*** Selected excerpt ***

Ashley D. Bell is an American attorney, political advisor, and government official serving as Regional Administrator of the Small Business Administration for Region IV, which is in the Southeastern United States. In October 2019, it was announced that Bell would serve as a White House Policy Advisor for Entrepreneurship and Innovation in the Office of American Innovation.

Early life and education 
Bell was born and raised in Gainesville, Georgia. In 2001, Bell earned a Bachelor of Arts degree in political science from Valdosta State University, where he served as president of the Student Government Association and founded the local chapter of the Iota Phi Theta fraternity. He earned a Juris Doctor from Louisiana State University. He also attended Harvard University's John F. Kennedy School of Government where he was a 21st Century Leadership Fellow. He also has an honorary doctorate in Intercultural & Urban Studies from Lighthouse College.

Career

Legal career 
Bell began his career as a public defender, later co-founding the law firm of Bell & Washington LLP based in Atlanta. Bell initially focused on general civil litigation, later going on to concentrate on public finance and government litigation. Bell was named a 2017 Georgia "Super Lawyer Rising Star", one of the 2016 "Top 40 Young Lawyers" by the American Bar Association, a 2016 “Lawyer on the Rise” by Georgia's leading legal journal. After leaving the Trump Administration in 2020, Bell became a partner in Dentons' policy practice.

Political 
Bell was elected to the Hall County, Georgia County Commission at the age of 27. Previously a Democrat, Bell left the party to become a Republican in 2010. From 2011 to 2012, he was the senior surrogate for the Newt Gingrich 2012 presidential campaign. In 2012, he was appointed as a special advisor to Mitt Romney during the general election and co-chaired Blacks for Romney with U.S. Senator Tim Scott. In 2014, Bell was the senior surrogate for Jack Kingston's Senate campaign. He was also the national co-chair for the Rand Paul 2016 presidential campaign.

*** Records ***

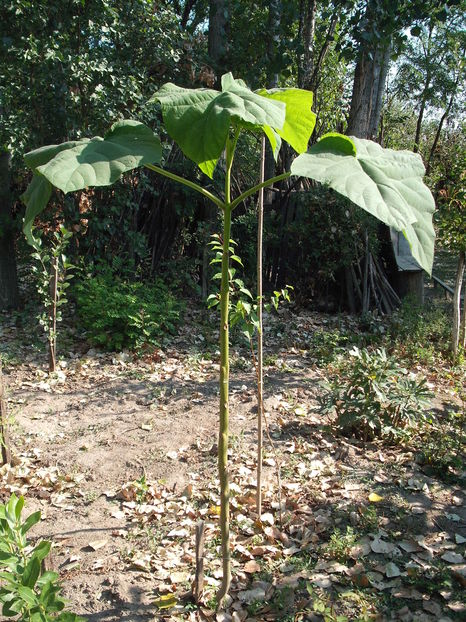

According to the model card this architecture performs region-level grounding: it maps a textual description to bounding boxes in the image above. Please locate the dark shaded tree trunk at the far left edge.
[0,151,19,310]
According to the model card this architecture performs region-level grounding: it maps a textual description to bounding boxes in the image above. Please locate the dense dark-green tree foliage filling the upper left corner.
[0,0,191,159]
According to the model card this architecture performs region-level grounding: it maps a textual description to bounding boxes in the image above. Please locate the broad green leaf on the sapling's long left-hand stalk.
[35,121,162,193]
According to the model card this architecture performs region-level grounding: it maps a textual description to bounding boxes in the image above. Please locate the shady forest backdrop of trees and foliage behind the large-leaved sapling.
[0,0,466,322]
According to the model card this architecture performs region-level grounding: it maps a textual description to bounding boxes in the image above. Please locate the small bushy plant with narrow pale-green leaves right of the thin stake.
[320,347,431,442]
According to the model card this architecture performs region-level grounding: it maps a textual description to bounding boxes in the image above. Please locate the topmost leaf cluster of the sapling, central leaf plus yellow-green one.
[150,73,315,177]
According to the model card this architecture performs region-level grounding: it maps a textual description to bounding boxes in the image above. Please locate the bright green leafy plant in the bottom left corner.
[0,494,84,622]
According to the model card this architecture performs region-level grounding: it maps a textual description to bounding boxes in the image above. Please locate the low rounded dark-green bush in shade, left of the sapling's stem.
[75,270,183,350]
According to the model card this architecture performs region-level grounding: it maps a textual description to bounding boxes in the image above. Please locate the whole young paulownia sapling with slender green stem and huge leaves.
[23,74,434,607]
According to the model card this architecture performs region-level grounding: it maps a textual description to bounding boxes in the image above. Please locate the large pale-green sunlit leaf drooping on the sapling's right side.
[291,134,435,274]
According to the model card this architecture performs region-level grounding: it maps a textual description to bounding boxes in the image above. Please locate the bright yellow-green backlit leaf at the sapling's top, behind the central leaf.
[256,89,316,158]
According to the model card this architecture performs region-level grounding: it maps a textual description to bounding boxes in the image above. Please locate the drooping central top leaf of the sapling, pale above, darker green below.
[150,73,286,178]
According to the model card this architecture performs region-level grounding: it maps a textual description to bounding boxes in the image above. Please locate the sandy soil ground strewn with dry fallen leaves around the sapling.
[0,312,466,622]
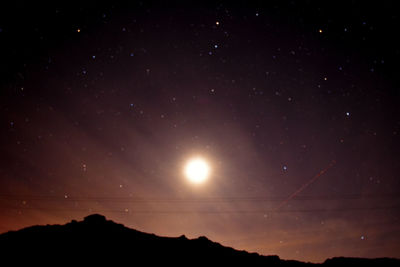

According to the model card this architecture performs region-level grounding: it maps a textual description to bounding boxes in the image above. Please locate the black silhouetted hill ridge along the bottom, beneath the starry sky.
[0,214,400,266]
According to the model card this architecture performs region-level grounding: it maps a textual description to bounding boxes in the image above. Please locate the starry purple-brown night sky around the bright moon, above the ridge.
[0,1,400,262]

***

Assigned task 1 >>
Answer these from the Ashley D. Bell biography:
(a) Which university awarded Bell his Juris Doctor?
(b) What law firm did Bell co-found, and where was it based?
(c) In what year did Bell leave the Democratic Party to become a Republican?
Assigned task 2 >> Carry the Ashley D. Bell biography forward, beginning right after its final sentence.

Task result 1 >>
(a) Louisiana State University
(b) Bell & Washington LLP, based in Atlanta
(c) 2010

Task result 2 >>
In 2016, Bell was appointed Senior Strategist and National Director of African-American Political Engagement for the Republican National Committee. in 2017, he joined the Trump Pence Presidential Transition Team, later serving as a Special Assistant in the Bureau of Public Affairs. On July 7, 2017, the United States Peace Corps announced Bell as the new Associate Director for External Affairs, overseeing Peace Corps’ Offices of Communications, Congressional Relations, Gifts and Grants Management, and Strategic Partnerships and Intergovernmental Affairs.

Bell was appointed on February 21, 2018 by President Donald Trump to serve as Regional Administrator for the U.S. Small Business Administration for Region IV; serving nine districts located in Alabama, Florida, Georgia, Kentucky, Mississippi, North Carolina, South Carolina, and Tennessee. Bell has oversight of over $5 billion in SBA-backed lending, the counseling arm of the SBA, which counseled over 225,000 entrepreneurs last year in Region IV, and the contracting programs for small business, which account for over 23% of all federal contracts awarded.

Non-profit and volunteer service 
Bell is the Founder and Chief Executive Officer of the 20/20 Bipartisan Justice Center, which purports to be the only nationwide coalition of Black Republicans, Democrats and Independents focused on criminal justice reform. He is also the Founder of Generation Inspiration, which describes its mission as being to teach life skills not taught in the classroom to at-risk students of color in Bell's hometown of Gainesville, Georgia, setting them on a trajectory for success.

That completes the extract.